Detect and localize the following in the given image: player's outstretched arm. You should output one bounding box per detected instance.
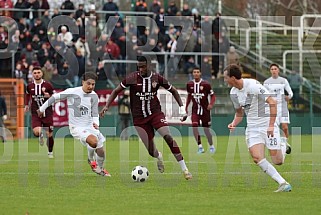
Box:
[100,85,123,117]
[38,90,69,116]
[228,107,243,132]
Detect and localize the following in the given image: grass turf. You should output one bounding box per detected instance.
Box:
[0,134,321,215]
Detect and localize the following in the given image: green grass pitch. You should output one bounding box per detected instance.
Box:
[0,134,321,214]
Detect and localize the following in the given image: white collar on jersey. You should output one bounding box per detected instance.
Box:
[193,78,203,84]
[33,79,44,85]
[139,72,153,79]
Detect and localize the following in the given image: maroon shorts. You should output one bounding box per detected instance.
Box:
[191,112,211,127]
[31,115,54,132]
[133,112,168,141]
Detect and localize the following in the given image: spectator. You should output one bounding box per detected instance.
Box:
[60,0,75,16]
[184,56,196,80]
[0,90,7,143]
[181,4,192,16]
[42,59,54,81]
[0,0,13,17]
[135,0,148,36]
[51,8,61,19]
[201,16,213,47]
[31,34,42,51]
[40,0,50,15]
[31,18,46,41]
[149,0,160,16]
[192,8,201,28]
[155,8,166,35]
[226,46,240,65]
[166,0,178,16]
[58,25,73,47]
[37,42,50,66]
[75,3,85,20]
[15,62,25,80]
[102,0,119,23]
[13,0,27,22]
[41,10,51,30]
[287,70,303,109]
[212,12,226,41]
[21,43,37,65]
[26,0,40,27]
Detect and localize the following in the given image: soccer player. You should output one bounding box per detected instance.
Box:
[264,63,293,154]
[224,64,292,192]
[25,66,55,158]
[100,56,192,180]
[184,67,216,154]
[37,72,111,177]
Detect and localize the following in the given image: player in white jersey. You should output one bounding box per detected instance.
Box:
[37,72,111,177]
[224,64,292,192]
[264,64,292,154]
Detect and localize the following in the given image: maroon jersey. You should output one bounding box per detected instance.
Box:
[186,79,214,115]
[120,71,171,119]
[25,80,54,116]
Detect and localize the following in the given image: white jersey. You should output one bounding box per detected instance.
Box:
[263,76,293,105]
[40,87,99,127]
[230,79,272,127]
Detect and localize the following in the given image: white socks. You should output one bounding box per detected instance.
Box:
[95,153,105,168]
[257,158,286,185]
[178,160,188,171]
[157,151,163,160]
[87,145,95,162]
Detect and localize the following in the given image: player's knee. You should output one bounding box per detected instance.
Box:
[86,135,98,148]
[192,122,199,127]
[272,158,284,165]
[252,157,262,164]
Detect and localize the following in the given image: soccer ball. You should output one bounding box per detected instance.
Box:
[131,166,149,182]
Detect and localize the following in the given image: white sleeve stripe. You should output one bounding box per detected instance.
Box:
[120,82,127,89]
[166,85,172,91]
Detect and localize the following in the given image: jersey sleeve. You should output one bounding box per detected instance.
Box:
[284,79,293,99]
[120,73,136,89]
[158,74,172,91]
[230,89,241,109]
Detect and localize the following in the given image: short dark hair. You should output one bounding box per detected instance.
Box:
[32,66,42,71]
[269,63,279,69]
[82,72,97,81]
[137,56,147,63]
[224,64,242,80]
[192,66,201,72]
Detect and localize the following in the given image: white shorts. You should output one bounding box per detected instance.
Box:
[69,126,105,148]
[277,104,290,124]
[245,126,281,150]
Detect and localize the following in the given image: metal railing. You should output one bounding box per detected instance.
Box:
[142,51,226,79]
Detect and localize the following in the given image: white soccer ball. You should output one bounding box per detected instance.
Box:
[131,166,149,182]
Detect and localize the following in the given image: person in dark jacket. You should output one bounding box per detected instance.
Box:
[0,90,8,143]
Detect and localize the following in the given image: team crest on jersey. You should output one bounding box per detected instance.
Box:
[200,86,204,90]
[152,81,157,88]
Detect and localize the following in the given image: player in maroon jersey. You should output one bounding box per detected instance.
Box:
[184,67,216,154]
[100,56,192,180]
[25,66,55,158]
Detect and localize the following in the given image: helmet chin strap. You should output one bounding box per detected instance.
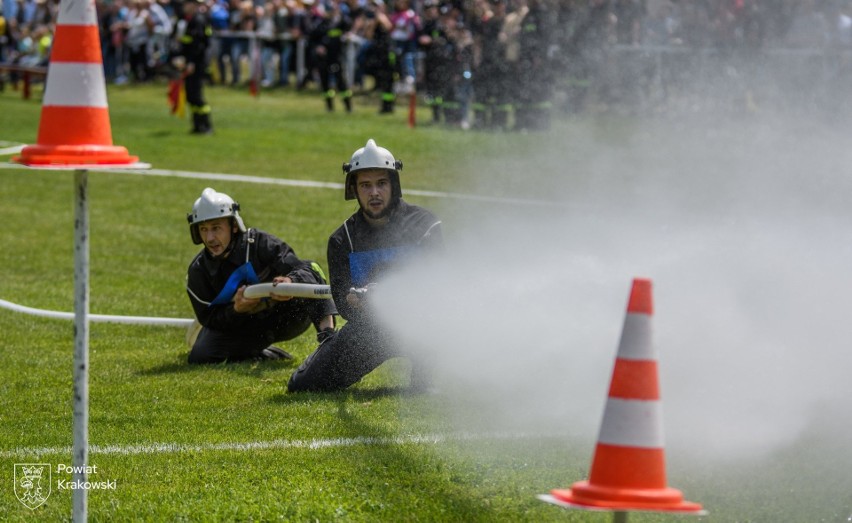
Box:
[208,243,232,260]
[215,241,235,260]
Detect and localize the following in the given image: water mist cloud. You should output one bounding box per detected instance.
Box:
[373,114,852,466]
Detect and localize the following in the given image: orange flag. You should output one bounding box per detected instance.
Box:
[168,77,186,118]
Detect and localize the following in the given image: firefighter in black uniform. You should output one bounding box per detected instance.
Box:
[287,139,443,392]
[185,188,337,364]
[362,0,396,114]
[515,0,554,131]
[417,0,449,123]
[472,0,510,129]
[311,0,354,112]
[438,5,474,127]
[177,0,213,134]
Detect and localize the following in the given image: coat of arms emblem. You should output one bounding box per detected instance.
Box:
[14,463,51,509]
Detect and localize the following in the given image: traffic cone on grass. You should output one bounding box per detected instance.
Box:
[540,278,704,515]
[13,0,139,167]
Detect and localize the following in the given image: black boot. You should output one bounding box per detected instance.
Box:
[256,346,294,361]
[199,113,213,134]
[343,96,352,113]
[326,97,334,112]
[191,113,212,134]
[379,99,394,114]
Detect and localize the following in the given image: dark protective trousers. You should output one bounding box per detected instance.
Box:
[186,67,212,133]
[185,68,206,109]
[188,299,323,364]
[287,317,431,392]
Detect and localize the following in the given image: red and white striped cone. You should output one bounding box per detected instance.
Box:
[540,278,705,514]
[13,0,140,167]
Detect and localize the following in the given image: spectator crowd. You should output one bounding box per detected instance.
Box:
[3,0,852,127]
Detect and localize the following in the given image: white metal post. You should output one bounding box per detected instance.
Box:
[72,169,89,522]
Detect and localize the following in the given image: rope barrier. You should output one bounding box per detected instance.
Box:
[0,298,193,327]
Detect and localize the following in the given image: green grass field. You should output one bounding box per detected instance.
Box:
[1,82,851,522]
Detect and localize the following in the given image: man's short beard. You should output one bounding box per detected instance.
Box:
[360,198,396,220]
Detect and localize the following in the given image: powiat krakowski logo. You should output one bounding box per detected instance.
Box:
[14,463,51,510]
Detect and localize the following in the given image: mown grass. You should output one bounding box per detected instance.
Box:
[0,83,592,522]
[1,82,851,522]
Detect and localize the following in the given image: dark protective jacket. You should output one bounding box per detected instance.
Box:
[419,18,451,89]
[310,11,353,60]
[187,228,331,332]
[326,200,443,321]
[177,12,211,68]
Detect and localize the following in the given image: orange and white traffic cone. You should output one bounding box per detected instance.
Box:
[540,278,705,515]
[13,0,139,167]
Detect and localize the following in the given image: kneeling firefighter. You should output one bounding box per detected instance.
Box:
[185,187,337,363]
[287,139,443,392]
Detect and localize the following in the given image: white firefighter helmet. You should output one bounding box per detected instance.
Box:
[342,138,403,201]
[187,187,246,244]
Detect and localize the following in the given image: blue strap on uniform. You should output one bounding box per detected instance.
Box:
[209,262,260,306]
[348,246,410,287]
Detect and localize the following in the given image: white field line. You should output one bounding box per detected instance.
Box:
[1,159,562,208]
[0,145,25,155]
[0,431,560,459]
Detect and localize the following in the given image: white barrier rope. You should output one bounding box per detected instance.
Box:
[0,298,193,327]
[0,160,563,207]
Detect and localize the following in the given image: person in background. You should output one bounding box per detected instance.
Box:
[438,4,474,128]
[175,0,213,133]
[514,0,555,130]
[100,0,131,84]
[388,0,419,85]
[229,0,256,85]
[361,0,394,113]
[498,0,527,128]
[208,0,231,83]
[310,0,354,111]
[185,188,337,364]
[471,0,508,129]
[273,0,298,87]
[256,0,277,87]
[417,0,448,123]
[296,0,322,89]
[125,0,154,81]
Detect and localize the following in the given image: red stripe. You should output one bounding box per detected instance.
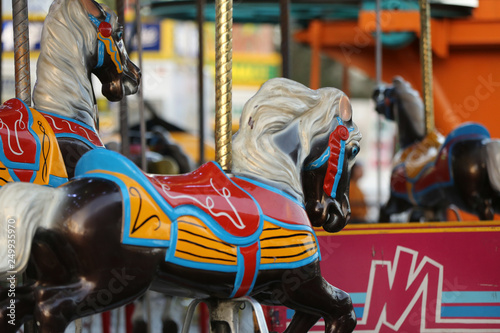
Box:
[233,242,259,297]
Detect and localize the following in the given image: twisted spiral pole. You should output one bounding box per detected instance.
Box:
[12,0,31,105]
[215,0,233,172]
[419,0,434,134]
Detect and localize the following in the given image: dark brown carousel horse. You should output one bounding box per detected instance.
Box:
[374,76,500,221]
[0,78,361,333]
[0,0,140,187]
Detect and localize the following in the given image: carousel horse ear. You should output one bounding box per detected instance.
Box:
[339,94,352,122]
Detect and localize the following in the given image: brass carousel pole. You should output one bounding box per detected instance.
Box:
[12,0,31,105]
[215,0,232,172]
[117,0,129,157]
[419,0,434,134]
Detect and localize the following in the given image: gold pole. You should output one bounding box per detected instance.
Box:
[419,0,434,134]
[215,0,233,172]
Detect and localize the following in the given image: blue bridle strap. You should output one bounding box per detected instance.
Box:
[304,117,353,171]
[88,12,112,69]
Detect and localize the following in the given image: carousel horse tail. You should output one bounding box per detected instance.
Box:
[485,139,500,194]
[0,182,63,280]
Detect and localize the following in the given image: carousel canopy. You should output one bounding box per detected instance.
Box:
[143,0,478,24]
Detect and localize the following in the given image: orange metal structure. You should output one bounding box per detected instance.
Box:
[295,0,500,137]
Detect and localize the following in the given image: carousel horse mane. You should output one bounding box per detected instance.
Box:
[392,76,426,141]
[233,78,355,201]
[0,183,64,278]
[33,0,114,127]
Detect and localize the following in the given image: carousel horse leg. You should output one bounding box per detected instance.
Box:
[279,263,356,333]
[33,279,92,332]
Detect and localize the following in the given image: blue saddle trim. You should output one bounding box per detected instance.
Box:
[391,123,492,204]
[229,244,261,298]
[233,175,305,208]
[75,149,264,246]
[0,99,41,170]
[443,122,490,147]
[258,216,321,270]
[76,149,320,285]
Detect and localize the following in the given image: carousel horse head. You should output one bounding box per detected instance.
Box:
[373,76,425,148]
[233,78,362,232]
[33,0,140,127]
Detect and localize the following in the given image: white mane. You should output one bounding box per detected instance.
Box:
[33,0,117,129]
[392,76,425,137]
[233,78,353,200]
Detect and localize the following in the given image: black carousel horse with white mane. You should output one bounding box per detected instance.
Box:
[374,76,500,222]
[0,78,362,333]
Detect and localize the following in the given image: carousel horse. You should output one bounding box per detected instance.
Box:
[0,0,140,185]
[0,78,361,333]
[374,76,500,221]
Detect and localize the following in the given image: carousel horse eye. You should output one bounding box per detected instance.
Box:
[99,22,113,38]
[117,31,123,40]
[351,146,359,157]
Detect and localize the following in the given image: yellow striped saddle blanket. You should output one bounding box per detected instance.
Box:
[75,149,320,297]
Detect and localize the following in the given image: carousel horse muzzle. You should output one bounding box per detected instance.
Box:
[324,193,351,233]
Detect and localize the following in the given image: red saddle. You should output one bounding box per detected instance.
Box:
[147,162,262,238]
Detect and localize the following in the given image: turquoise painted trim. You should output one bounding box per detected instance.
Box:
[99,35,123,72]
[39,110,98,132]
[233,175,305,208]
[48,175,68,187]
[247,242,260,296]
[76,171,170,248]
[330,140,346,199]
[441,306,500,318]
[442,291,500,304]
[76,149,265,246]
[230,247,245,297]
[96,41,105,68]
[54,133,103,149]
[303,117,353,171]
[349,292,367,304]
[7,169,20,182]
[304,147,330,171]
[88,13,101,26]
[354,307,364,319]
[166,221,178,262]
[265,216,312,231]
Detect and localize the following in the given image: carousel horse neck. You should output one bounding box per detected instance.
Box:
[33,0,101,129]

=-=-=-=-=

HOW TO COMPLETE THIS TASK
In the data above, retype exactly and only the lines between the one holding "image: soccer player." and the one holding "Detect and localize the following in the given image: jersey", inclusive.

ANSWER BELOW
Detect and localize the following in the given image: soccer player. You should output one bounding box per detected instance.
Box:
[264,63,293,154]
[224,64,292,192]
[25,66,55,158]
[100,56,192,180]
[184,67,216,154]
[37,72,111,177]
Detect and localize the following in the given image: player in white jersey. You should output one bounding box per detected instance.
Box:
[37,72,111,177]
[224,64,292,192]
[264,64,292,154]
Detect and localize the following in the given image: maroon jersey. You should output one bounding box per detected instance.
Box:
[186,79,214,115]
[120,71,171,119]
[25,80,54,116]
Detect and localize the following in the given image: white jersey. You should output one bounding box per detected instance.
Box:
[263,76,293,105]
[40,87,99,127]
[230,79,272,127]
Detect and localize the following in the given image: white socks. You should output one bounding box per detected instance.
Box:
[95,153,105,168]
[257,158,286,185]
[178,160,188,171]
[157,151,163,160]
[87,145,95,162]
Detect and localize the following in the given image: player's knee. You should output one bounding box per detected instance.
Box:
[86,135,98,148]
[192,122,199,127]
[272,158,284,165]
[252,157,262,164]
Detect and localize the following in the given image: soccer ball. You should output one bounding box per detected instance.
Box:
[131,166,149,182]
Detect and localize the following in the given image: white sleeve stripe. You should output one bounding box per detected instance.
Box:
[120,82,127,89]
[166,85,172,91]
Detect and localize the following in the given image: jersey sleeve. You should output one bounding box per detected instance.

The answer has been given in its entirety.